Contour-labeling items
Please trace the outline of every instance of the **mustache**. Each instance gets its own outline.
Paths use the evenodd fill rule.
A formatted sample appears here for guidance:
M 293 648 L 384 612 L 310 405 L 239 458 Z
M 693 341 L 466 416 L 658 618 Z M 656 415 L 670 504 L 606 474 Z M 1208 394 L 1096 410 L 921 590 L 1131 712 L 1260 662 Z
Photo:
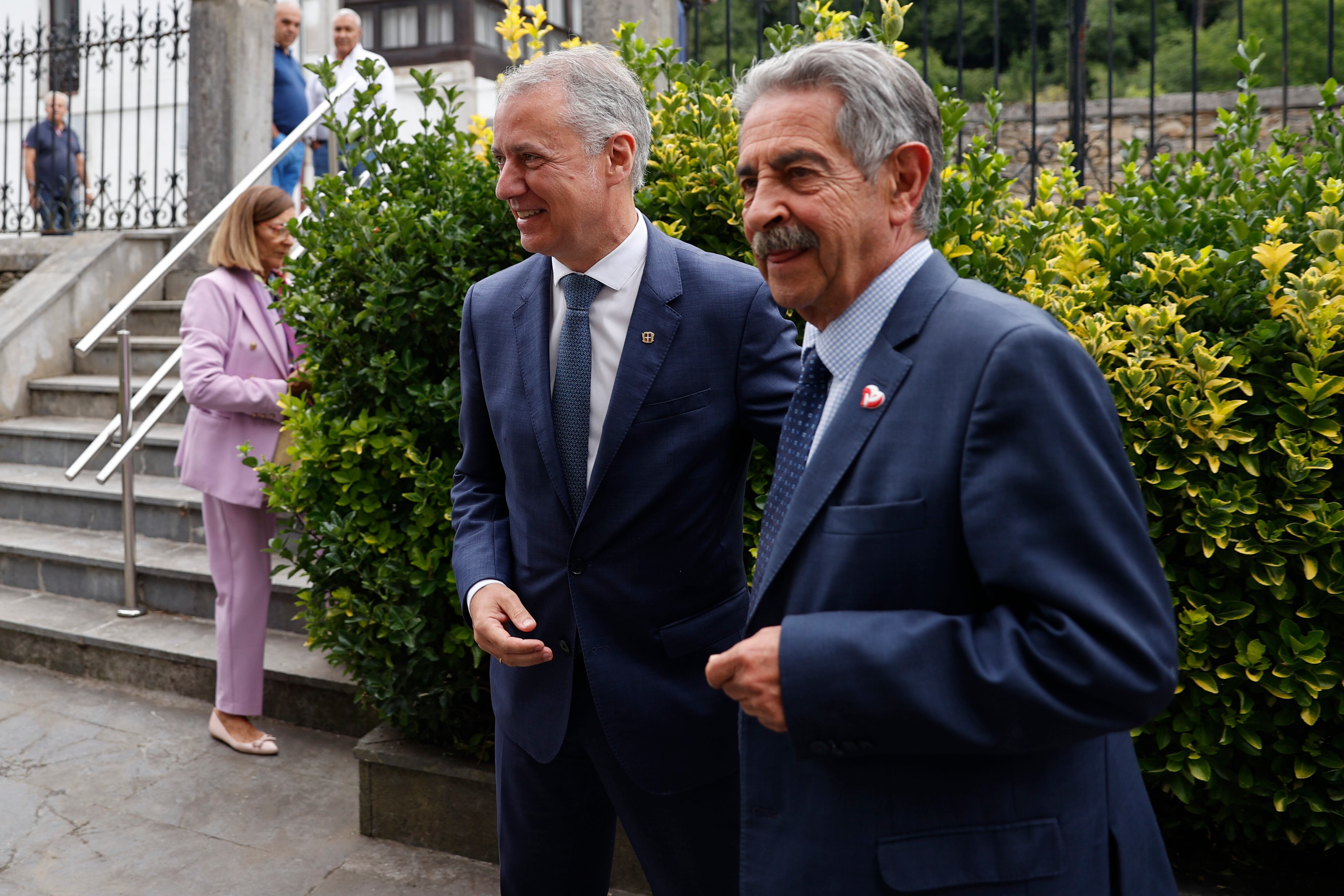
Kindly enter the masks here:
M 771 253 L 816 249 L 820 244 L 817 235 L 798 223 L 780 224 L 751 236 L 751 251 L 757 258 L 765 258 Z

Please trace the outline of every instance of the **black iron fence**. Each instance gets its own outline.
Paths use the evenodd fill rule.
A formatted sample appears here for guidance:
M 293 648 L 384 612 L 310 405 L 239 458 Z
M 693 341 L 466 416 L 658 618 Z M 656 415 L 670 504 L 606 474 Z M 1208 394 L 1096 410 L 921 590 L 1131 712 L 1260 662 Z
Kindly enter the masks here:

...

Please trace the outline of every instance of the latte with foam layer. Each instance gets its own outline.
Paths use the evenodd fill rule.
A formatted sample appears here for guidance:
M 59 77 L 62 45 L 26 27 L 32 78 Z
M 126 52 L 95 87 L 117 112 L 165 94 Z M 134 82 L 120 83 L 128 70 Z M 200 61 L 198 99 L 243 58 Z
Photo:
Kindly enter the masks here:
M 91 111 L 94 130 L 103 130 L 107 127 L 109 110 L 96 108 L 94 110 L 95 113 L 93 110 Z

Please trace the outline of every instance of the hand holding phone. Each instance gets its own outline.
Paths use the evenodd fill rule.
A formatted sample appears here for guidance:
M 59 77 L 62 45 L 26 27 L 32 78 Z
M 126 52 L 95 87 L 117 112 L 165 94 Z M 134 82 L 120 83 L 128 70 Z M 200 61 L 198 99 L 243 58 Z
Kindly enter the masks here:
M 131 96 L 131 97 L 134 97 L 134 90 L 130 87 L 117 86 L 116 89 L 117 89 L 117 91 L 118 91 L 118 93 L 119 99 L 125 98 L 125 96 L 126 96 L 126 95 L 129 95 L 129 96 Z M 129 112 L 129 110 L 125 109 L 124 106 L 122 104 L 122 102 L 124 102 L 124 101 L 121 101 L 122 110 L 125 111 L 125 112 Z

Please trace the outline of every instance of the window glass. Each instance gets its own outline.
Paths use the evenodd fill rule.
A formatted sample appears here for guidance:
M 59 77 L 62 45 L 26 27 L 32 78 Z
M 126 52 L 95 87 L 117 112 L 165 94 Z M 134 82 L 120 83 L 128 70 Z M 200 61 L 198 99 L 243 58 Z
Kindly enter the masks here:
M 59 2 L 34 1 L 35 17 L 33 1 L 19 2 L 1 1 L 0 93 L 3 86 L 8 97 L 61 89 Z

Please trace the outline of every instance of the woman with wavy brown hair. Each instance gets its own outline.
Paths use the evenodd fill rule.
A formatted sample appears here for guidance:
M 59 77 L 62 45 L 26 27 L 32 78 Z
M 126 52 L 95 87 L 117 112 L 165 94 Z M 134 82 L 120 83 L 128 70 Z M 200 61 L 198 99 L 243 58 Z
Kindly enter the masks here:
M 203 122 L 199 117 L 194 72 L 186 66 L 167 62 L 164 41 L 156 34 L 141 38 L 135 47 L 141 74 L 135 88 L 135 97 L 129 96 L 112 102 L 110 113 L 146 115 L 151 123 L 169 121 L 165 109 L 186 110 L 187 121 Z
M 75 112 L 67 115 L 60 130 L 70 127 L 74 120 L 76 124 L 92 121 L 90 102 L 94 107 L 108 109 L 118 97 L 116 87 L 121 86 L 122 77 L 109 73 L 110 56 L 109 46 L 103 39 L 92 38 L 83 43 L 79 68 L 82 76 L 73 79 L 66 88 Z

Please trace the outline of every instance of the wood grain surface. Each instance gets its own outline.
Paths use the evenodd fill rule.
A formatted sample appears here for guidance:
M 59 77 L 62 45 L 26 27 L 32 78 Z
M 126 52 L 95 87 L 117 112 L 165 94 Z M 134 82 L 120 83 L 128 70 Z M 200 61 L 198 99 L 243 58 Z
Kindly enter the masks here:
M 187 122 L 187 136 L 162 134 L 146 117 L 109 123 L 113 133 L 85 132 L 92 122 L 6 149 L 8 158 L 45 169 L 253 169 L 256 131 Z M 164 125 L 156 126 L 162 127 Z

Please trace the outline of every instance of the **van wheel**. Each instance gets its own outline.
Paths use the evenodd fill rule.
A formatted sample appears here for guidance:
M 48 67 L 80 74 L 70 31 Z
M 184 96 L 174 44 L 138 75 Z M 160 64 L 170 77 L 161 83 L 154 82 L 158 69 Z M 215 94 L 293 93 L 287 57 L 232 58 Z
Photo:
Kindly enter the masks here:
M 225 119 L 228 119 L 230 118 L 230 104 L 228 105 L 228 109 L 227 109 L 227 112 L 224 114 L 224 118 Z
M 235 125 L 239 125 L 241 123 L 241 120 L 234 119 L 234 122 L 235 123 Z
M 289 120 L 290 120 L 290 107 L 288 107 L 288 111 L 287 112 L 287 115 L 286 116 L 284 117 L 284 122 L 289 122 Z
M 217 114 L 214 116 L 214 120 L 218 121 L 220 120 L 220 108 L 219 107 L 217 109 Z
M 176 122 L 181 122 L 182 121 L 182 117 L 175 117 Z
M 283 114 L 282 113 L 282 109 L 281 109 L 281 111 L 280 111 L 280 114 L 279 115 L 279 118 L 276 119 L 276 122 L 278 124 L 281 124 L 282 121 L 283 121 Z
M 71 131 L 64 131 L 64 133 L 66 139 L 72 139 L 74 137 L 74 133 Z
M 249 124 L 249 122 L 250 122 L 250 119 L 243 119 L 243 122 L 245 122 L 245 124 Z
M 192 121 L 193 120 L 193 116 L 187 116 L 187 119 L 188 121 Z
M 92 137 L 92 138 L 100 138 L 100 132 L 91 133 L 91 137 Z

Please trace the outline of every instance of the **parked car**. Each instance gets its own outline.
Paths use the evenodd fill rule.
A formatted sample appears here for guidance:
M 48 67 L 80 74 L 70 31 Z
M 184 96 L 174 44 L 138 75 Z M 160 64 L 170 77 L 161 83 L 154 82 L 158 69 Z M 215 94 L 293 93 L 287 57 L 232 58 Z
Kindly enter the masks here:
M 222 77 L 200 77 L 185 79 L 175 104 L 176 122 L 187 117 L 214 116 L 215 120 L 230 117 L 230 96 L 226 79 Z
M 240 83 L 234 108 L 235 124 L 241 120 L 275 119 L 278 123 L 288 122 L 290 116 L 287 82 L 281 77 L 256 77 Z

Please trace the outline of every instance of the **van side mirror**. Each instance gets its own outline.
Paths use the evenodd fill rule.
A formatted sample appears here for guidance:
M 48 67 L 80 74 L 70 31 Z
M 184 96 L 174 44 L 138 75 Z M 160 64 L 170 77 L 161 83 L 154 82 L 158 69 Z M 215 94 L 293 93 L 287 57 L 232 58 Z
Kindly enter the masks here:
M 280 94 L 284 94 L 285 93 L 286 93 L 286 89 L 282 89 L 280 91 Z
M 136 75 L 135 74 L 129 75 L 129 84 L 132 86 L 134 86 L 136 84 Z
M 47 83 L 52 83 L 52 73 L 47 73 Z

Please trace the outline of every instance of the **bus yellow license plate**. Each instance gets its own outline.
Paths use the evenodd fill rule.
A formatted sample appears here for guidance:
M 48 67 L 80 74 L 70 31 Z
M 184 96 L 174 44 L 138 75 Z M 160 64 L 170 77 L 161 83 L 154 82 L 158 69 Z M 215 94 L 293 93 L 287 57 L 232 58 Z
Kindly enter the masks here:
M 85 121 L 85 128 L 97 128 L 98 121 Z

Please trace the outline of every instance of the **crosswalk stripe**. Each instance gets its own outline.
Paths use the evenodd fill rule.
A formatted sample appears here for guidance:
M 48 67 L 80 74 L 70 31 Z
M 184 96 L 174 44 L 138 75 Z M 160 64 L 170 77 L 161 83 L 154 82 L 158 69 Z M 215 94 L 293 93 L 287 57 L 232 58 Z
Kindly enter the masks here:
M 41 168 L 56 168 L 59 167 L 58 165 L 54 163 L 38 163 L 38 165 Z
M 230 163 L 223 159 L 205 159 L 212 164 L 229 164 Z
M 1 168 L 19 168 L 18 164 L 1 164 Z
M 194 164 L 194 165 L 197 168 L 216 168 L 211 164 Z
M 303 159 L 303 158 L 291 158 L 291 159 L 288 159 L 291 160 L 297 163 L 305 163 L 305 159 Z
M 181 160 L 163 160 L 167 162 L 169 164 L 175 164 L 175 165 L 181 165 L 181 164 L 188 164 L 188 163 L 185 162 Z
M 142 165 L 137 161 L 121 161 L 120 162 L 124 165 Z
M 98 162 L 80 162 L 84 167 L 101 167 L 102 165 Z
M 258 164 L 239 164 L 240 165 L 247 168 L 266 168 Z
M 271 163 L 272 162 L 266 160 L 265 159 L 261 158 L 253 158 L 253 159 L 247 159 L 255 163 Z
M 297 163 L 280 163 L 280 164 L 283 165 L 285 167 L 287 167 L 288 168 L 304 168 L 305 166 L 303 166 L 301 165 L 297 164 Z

◆ AIM OF THE EXERCISE:
Output the lines of the records verbatim, beginning at the line that contains "Please trace the outline of every instance of the **mustache**." and stopping after the line that contains "M 771 253 L". Omit the pictures.

◆ WRITTEN RESPONSE:
Please trace the outline of every instance of the **mustache**. Each instance gets its own outline.
Paths use the evenodd fill rule.
A formatted sample appears here for guidance:
M 293 648 L 384 612 L 310 405 L 239 458 Z
M 693 341 L 466 416 L 658 618 Z M 656 415 L 670 504 L 606 474 Z M 1208 394 L 1096 410 L 921 590 L 1131 712 L 1260 662 Z
Photo:
Kindly enter the masks here:
M 771 253 L 816 249 L 820 244 L 817 235 L 798 223 L 780 224 L 751 236 L 751 251 L 757 258 L 765 258 Z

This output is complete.